A triste despedida do boêmio

Bom...

Para quem não me conhece, sou analista de departamento pessoal. Cumpro minha jornada diária de trabalho atrás de uma mesa com computador, calculadora e inúmeros papéis.

Quando se passa tantas horas do dia preso ao compromisso árduo de não errar uma vírgula, não colocar um zero a mais, não confundir nenhum número, você se sente livre e com necessidade de esparecimento ao final do expediente.

Uma das minhas atividades voltadas ao relaxamento e esquecimento do dia de trabalho é ir ao bar. Bar, boteco mesmo.

Saio do trabalho as 18:00 hrs, chego no bar por volta das 18:30. Lá encontro as mesmas pessoas de sempre, com suas histórias sempre diferentes.

Ainda que eu não esteja afim de beber nada, aquilo é como uma terapia pra mim. Conversar, absorver a existência e os dilemas cotidianos daquelas pessoas.

Uma dessas pessoas que conheci ao longo da minha frequência lá, foi o senhor Gilberto. Um homem que aparenta ter seus 50 e tantos anos e trabalha como catador de papelão, puxando sua gaiota, acompanhado sempre por dois cães.

Certa noite, estava eu sentado em minha cadeira, já posso chamá-la de minha. Com fones no ouvido, escutando um bom e velho rock and roll, já que até então não tinha ninguém interessado em conversar.

Seu Gilberto chegou. Como sempre muito falante e com suas histórias repletas de criatividade e entusiasmo.

Nessa noite, tomamos uma cerveja juntos, duas, e até a terceira.

Quando já parecia estar "calibrado", Gilberto começou a chorar. Contou-me que estava de partida. Segundo ele, viajaria para São Paulo, e talvez nunca mais voltasse.

Ele disse que sentiria falta de muitas pessoas, mas que esta é a vida. Como ele sempre foi sozinho, teria de partir sozinho para uma nova jornada, em um lugar distante. Disse também que eu seria uma das pessoas a quem ele levaria no coração e na lembrança.

Eu desconfiei totalmente da veracidade dessa história. Afinal, ele já tinha me contado tantas outras histórias de minhoca, sem braço nem perna.

Todavia, pedimos mais uma cerveja, tomamos, nos abraçamos e escutamos até Belchior juntos. Senti vontade de chorar também.

Não estava acreditando naquela história. Mas entrei totalmente no clima de despedida que ele havia proporcionado para o momento.

No final, percebi que ele estava extremamente envolvido com a história que tinha me contado. Pagou suas cervejas e saiu sem se despedir de ninguém, como quem quer evitar o choro.

Os dias se passaram e o seu Gilberto não chegou nem perto da rodoviária. Na verdade, nem lembra da história que me contou.

Nós dois sabíamos que ele não iria pra São Paulo. Mas nos dispusemos a viver aquele momento triste de despedida.

E assim, segue a rotina do bar. Sempre com histórias diferentes, personagens diferentes. E isto é vida, ou melhor, faz parte da vida.

- Tarefas -
(a) Segundo o texto, por que o narrador desconfiou da história de que Gilberto viajaria para São Paulo? Responda em uma ou duas frases.
(b) Extraia do texto, sem alterações, o trecho que vai de "Todavia, pedimos mais" até "que me contou.".

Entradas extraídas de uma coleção
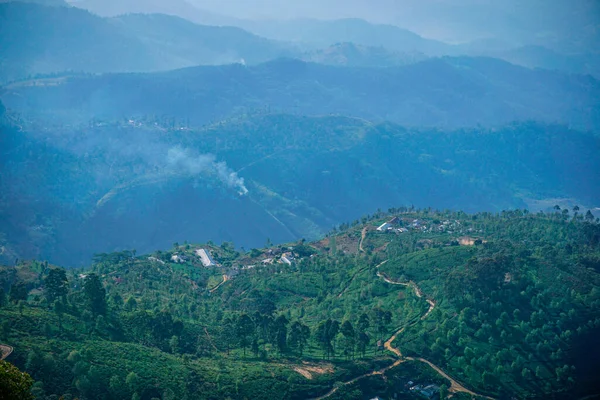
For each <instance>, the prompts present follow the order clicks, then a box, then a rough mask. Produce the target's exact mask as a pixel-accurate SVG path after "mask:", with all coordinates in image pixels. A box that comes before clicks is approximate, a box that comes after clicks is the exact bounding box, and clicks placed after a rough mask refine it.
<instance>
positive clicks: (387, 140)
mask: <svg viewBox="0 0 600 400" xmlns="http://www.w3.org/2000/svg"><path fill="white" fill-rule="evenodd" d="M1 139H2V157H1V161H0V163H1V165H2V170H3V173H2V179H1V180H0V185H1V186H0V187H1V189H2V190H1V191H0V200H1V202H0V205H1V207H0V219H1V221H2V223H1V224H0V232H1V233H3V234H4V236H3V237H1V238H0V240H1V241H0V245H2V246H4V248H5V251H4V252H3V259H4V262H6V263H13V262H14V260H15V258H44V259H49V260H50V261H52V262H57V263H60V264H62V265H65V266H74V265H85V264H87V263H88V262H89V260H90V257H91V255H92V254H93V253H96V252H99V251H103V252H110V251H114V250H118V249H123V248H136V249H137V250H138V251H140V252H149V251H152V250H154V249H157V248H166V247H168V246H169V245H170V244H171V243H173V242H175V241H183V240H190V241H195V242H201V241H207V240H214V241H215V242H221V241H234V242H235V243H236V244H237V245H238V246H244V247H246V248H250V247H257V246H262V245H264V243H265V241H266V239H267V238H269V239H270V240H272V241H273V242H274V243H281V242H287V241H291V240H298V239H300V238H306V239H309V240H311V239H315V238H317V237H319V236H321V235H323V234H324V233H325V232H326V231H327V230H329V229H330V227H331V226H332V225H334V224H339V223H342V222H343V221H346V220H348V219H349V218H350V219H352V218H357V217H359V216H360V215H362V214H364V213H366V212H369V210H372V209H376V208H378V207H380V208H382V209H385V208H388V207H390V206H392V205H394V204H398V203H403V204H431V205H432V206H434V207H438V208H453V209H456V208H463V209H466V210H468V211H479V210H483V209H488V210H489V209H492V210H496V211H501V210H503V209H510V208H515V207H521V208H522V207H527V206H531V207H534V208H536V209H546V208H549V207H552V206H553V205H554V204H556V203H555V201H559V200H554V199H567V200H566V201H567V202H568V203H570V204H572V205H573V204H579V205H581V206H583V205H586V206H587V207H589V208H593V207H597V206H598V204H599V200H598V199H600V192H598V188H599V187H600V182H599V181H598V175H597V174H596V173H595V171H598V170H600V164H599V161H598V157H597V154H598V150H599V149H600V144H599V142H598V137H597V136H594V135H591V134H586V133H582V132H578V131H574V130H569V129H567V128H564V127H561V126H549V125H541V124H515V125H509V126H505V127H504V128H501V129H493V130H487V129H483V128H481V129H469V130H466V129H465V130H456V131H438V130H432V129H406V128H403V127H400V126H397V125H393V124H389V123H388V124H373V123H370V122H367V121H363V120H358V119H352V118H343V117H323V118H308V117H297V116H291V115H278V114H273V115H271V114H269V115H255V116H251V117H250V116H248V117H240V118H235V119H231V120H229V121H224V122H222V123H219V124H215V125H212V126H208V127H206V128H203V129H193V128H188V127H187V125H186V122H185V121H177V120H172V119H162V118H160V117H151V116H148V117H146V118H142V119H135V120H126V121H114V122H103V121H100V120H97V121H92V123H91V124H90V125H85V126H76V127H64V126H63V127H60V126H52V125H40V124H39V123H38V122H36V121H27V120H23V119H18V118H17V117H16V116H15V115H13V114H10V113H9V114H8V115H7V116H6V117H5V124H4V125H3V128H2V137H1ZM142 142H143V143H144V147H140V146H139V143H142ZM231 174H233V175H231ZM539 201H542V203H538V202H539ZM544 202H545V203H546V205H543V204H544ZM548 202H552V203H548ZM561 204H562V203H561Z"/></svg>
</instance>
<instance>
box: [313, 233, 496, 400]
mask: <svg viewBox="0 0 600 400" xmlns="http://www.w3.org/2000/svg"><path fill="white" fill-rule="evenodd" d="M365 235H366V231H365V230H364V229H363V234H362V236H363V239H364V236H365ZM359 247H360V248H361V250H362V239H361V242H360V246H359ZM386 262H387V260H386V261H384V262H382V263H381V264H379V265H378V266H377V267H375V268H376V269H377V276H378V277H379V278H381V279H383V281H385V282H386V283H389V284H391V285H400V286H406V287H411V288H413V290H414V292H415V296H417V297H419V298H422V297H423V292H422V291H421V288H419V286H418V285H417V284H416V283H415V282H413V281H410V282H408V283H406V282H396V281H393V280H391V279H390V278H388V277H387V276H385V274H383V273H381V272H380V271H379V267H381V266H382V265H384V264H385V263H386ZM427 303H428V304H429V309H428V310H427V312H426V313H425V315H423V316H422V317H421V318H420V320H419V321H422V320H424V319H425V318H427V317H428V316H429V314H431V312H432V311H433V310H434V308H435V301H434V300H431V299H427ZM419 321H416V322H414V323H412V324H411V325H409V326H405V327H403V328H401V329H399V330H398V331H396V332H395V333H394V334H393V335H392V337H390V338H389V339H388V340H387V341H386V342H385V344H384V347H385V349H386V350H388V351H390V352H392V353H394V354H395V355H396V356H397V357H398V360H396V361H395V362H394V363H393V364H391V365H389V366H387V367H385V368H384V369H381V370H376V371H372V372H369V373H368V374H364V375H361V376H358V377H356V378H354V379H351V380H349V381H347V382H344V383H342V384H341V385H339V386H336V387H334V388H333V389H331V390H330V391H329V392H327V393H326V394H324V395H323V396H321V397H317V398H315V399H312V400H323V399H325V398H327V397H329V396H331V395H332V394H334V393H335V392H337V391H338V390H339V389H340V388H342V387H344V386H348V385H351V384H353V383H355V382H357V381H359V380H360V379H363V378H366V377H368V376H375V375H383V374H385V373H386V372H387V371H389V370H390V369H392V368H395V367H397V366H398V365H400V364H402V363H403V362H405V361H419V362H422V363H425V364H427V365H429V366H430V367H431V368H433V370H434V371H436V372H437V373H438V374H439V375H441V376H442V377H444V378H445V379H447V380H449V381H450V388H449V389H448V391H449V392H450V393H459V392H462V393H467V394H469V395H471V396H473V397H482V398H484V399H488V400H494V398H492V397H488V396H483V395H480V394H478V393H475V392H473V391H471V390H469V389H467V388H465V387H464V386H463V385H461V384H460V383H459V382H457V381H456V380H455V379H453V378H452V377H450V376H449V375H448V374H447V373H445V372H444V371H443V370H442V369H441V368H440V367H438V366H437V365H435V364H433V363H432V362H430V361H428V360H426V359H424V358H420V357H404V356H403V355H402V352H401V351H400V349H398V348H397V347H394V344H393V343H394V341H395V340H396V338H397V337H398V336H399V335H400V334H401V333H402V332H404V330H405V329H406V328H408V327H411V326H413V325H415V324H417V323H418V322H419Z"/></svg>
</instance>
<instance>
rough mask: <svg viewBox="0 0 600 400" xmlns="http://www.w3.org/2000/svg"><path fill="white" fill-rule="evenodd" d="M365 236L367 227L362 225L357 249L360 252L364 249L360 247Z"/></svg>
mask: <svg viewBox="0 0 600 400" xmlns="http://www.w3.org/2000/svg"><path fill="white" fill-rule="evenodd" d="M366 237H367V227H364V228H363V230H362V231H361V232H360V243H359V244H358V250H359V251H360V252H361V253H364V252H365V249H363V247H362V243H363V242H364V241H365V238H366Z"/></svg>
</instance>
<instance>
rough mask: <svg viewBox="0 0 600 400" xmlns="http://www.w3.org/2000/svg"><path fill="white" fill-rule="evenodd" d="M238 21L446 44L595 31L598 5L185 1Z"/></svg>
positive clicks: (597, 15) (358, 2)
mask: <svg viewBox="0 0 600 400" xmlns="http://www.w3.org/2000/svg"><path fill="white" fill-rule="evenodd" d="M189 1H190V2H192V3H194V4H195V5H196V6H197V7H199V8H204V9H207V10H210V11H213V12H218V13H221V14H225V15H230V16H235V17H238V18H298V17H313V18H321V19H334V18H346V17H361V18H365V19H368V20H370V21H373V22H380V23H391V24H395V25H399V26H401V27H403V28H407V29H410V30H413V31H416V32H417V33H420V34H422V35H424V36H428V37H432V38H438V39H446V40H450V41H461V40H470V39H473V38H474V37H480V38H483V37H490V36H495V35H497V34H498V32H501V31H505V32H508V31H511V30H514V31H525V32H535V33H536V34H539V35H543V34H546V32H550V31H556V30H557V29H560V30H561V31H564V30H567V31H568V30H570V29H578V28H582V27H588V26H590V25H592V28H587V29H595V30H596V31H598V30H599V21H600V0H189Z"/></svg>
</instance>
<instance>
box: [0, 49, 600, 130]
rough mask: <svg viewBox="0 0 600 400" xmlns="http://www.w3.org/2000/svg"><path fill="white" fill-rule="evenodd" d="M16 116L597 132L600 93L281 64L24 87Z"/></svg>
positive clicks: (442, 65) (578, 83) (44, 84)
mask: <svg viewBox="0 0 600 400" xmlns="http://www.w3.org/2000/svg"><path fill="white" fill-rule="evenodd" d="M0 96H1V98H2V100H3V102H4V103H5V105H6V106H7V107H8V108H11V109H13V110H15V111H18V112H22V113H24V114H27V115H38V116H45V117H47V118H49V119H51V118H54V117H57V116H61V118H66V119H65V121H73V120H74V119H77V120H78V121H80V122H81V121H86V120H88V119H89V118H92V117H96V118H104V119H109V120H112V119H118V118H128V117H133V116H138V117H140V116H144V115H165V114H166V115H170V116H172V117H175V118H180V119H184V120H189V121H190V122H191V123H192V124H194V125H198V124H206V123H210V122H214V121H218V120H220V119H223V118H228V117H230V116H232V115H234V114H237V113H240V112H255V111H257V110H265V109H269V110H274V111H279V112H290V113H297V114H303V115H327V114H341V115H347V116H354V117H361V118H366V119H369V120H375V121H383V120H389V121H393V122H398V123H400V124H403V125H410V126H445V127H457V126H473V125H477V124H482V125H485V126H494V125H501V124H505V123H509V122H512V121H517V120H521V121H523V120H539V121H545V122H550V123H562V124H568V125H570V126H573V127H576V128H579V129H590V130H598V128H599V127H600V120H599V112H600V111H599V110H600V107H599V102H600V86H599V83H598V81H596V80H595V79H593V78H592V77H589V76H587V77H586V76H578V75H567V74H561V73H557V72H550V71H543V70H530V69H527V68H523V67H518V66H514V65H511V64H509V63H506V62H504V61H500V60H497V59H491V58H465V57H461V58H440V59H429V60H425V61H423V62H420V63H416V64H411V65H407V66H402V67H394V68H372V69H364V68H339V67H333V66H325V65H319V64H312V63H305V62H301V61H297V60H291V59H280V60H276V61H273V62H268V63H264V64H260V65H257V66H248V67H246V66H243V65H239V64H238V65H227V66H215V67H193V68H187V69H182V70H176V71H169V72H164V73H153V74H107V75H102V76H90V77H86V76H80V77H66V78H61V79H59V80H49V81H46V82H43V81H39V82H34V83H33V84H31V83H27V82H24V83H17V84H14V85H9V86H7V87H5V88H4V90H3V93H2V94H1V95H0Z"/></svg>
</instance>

--

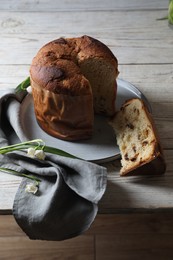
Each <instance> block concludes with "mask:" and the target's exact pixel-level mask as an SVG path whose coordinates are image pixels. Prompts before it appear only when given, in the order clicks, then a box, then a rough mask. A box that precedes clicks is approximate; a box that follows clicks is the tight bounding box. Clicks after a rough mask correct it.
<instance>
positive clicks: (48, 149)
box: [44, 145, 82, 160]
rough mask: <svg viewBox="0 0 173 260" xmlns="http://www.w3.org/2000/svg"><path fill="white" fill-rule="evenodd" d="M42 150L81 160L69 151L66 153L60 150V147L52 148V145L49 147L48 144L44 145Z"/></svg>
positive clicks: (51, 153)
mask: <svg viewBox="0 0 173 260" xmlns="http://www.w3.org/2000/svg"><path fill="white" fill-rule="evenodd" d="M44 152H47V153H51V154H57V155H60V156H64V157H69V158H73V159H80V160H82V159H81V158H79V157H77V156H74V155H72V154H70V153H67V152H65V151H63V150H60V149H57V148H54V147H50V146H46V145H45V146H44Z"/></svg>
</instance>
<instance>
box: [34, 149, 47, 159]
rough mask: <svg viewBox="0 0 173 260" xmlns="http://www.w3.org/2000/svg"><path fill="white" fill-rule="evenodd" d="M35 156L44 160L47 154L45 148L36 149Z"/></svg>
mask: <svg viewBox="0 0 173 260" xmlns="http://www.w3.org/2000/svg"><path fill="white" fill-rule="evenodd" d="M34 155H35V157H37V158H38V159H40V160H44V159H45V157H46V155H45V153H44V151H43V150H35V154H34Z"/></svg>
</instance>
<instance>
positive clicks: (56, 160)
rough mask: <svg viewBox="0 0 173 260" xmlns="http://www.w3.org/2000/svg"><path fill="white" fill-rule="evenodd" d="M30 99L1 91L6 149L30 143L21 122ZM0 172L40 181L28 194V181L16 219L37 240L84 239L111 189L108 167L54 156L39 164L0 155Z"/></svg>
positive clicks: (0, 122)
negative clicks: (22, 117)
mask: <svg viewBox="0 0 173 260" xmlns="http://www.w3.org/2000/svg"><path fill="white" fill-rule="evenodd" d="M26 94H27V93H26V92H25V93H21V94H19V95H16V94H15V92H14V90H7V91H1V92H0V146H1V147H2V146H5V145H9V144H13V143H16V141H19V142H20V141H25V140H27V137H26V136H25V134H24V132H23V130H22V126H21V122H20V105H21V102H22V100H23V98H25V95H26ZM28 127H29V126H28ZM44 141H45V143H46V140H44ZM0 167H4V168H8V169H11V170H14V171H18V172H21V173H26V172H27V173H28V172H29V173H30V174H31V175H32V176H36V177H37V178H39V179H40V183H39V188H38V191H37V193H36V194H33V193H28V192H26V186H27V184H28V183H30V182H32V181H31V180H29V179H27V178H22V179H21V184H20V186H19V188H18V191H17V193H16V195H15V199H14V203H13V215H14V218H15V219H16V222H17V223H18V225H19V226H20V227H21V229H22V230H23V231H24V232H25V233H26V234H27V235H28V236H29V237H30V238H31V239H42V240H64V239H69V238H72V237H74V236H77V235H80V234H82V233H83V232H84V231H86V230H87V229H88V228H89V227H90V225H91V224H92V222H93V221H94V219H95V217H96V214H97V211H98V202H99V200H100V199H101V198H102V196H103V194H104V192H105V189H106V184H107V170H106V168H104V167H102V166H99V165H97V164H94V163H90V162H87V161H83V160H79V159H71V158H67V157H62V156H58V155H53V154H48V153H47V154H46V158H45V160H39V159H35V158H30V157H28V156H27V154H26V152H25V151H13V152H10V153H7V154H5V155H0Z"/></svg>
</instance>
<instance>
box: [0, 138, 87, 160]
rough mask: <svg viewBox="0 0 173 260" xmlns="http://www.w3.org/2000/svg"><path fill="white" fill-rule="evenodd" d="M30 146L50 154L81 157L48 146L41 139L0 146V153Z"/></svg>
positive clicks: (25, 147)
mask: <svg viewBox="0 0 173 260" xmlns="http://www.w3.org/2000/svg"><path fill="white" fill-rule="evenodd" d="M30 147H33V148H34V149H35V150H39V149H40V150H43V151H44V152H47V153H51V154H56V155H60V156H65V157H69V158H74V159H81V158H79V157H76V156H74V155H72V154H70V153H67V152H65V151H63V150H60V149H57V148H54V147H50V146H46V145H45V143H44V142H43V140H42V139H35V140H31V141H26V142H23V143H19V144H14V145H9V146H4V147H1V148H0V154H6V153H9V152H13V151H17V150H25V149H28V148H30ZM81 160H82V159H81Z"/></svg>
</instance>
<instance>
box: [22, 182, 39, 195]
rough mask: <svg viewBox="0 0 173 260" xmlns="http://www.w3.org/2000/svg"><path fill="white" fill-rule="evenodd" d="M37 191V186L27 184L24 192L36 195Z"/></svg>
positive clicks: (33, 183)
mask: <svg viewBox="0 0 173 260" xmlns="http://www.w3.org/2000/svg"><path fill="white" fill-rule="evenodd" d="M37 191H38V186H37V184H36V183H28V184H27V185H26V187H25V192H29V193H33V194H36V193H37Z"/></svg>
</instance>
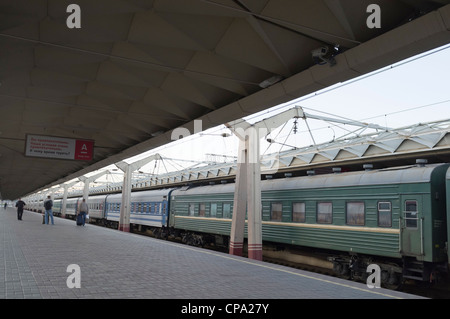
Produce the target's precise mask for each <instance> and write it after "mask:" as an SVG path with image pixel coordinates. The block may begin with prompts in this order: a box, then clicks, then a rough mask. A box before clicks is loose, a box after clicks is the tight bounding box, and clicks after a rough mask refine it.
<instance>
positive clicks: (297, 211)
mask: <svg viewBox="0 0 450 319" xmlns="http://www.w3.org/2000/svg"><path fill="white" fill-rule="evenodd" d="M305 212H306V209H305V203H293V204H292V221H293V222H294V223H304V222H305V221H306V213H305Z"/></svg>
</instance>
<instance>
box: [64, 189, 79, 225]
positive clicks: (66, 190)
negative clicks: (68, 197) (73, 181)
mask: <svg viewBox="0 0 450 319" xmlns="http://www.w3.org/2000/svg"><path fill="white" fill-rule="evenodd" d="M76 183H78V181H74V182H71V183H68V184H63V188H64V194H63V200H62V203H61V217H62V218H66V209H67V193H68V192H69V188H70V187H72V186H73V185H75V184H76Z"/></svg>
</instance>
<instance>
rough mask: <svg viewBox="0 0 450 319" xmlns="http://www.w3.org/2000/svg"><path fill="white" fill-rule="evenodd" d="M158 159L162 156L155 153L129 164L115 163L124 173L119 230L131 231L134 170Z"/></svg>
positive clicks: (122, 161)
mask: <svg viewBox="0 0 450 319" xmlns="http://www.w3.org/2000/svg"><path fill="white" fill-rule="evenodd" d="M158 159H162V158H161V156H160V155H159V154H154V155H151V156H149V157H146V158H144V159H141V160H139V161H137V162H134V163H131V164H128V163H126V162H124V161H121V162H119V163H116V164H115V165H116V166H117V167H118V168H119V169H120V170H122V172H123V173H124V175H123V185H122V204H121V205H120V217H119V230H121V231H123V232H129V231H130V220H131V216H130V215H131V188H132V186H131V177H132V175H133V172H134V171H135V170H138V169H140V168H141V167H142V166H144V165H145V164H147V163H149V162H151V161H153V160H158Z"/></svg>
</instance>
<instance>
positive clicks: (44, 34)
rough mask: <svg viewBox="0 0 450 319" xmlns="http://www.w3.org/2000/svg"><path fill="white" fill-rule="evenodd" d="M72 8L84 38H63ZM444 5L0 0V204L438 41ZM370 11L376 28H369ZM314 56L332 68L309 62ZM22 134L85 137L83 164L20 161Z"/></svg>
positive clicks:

- Respostas por tarefa -
(a) Porque Gilberto já lhe havia contado tantas outras histórias "de minhoca, sem braço nem perna". Por isso o narrador duvidou totalmente da veracidade dessa.

(b)
Todavia, pedimos mais uma cerveja, tomamos, nos abraçamos e escutamos até Belchior juntos. Senti vontade de chorar também.

Não estava acreditando naquela história. Mas entrei totalmente no clima de despedida que ele havia proporcionado para o momento.

No final, percebi que ele estava extremamente envolvido com a história que tinha me contado. Pagou suas cervejas e saiu sem se despedir de ninguém, como quem quer evitar o choro.

Os dias se passaram e o seu Gilberto não chegou nem perto da rodoviária. Na verdade, nem lembra da história que me contou.